▸ **Extracted material**
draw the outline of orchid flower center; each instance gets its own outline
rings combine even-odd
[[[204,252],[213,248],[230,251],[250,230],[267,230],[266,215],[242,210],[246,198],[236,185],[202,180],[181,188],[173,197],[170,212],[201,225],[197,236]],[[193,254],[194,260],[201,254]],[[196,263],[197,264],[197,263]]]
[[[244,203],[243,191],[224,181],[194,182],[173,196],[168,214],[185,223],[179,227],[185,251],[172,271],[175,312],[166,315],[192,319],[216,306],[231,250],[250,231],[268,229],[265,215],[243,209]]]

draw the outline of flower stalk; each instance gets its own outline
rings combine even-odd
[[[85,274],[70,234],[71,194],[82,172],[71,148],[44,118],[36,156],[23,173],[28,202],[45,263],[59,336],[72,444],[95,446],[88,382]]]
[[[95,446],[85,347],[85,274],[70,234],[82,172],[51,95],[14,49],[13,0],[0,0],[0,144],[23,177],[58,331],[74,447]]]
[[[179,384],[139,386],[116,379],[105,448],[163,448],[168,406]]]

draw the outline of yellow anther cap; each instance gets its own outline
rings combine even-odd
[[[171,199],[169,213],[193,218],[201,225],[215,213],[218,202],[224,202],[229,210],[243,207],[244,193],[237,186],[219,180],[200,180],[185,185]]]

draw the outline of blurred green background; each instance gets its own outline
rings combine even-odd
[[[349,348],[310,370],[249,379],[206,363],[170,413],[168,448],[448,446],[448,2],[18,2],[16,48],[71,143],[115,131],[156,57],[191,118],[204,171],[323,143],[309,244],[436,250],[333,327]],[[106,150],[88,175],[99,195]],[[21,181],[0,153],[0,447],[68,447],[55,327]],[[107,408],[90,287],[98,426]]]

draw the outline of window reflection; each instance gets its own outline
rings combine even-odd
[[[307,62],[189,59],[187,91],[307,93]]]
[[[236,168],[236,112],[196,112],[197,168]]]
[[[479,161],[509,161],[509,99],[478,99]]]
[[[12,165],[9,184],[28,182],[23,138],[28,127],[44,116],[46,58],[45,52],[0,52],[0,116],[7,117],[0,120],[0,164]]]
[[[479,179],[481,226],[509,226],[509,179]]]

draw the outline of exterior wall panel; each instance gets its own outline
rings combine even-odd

---

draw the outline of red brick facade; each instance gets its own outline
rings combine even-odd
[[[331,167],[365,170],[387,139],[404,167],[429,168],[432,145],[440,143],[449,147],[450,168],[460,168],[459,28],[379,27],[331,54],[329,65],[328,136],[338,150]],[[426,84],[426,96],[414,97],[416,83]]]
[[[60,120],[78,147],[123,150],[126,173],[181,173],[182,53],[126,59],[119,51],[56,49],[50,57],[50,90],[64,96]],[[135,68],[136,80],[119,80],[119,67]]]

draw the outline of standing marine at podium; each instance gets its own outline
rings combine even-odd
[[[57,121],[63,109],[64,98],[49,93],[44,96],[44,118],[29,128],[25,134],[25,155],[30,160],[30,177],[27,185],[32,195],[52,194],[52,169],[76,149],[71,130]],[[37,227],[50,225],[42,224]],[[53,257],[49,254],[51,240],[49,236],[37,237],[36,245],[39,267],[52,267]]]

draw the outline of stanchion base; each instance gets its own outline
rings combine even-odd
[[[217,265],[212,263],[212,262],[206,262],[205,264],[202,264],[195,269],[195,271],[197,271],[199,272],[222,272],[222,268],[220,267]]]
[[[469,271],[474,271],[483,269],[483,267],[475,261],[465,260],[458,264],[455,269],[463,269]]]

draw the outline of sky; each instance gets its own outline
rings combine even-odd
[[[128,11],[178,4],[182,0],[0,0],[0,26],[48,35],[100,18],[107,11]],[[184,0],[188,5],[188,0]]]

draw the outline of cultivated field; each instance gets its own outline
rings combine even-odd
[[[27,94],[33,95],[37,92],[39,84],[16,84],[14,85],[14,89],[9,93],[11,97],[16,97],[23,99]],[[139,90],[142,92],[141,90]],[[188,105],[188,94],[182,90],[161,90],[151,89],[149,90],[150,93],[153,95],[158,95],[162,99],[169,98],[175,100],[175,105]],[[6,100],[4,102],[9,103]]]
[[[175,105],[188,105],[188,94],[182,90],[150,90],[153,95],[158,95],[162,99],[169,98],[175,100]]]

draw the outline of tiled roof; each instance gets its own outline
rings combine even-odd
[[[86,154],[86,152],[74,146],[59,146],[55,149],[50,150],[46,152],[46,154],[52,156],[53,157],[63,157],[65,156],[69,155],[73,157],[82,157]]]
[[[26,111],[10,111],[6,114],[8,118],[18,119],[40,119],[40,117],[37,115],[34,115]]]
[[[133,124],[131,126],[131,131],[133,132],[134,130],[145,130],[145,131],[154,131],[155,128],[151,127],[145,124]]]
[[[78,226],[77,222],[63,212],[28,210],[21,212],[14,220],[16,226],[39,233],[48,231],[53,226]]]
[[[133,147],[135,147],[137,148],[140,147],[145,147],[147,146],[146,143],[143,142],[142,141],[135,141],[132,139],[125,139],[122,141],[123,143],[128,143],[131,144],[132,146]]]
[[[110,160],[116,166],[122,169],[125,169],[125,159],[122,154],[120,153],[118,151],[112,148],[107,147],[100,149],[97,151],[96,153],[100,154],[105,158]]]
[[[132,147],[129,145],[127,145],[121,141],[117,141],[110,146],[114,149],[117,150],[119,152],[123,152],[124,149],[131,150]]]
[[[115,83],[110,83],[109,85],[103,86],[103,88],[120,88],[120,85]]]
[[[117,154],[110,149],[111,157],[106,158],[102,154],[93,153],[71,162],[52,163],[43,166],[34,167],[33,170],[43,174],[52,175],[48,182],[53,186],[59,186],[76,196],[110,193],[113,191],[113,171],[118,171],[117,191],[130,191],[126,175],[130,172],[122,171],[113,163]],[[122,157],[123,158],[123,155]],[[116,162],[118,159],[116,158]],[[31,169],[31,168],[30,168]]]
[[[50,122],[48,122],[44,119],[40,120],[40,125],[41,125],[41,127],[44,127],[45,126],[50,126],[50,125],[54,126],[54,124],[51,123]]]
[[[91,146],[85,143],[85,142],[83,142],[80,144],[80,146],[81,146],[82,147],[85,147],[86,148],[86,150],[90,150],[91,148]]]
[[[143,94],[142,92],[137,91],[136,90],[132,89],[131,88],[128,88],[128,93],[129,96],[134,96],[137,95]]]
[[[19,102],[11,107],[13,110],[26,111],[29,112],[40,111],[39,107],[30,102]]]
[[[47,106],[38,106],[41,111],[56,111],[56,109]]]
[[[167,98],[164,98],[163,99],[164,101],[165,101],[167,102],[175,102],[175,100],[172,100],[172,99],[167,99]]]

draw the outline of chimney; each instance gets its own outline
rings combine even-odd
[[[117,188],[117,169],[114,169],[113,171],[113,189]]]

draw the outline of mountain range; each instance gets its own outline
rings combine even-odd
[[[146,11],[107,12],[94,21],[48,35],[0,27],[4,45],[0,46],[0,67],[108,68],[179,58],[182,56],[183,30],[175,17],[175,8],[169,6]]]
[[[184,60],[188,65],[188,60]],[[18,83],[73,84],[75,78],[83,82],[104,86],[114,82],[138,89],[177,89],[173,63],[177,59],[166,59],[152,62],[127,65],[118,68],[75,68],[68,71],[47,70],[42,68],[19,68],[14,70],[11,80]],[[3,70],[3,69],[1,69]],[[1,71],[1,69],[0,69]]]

▸ **Stated problem**
Rewrite the lines starting at "draw the outline of chimney;" and ending at "[[[117,188],[117,169],[114,169],[113,171],[113,189]]]", putting "smokestack" in place of "chimney" and leaving everything else untouched.

▸ **Solution below**
draw the outline of smokestack; each instance gets its own outline
rings combine even-odd
[[[117,188],[117,169],[114,169],[113,171],[113,189]]]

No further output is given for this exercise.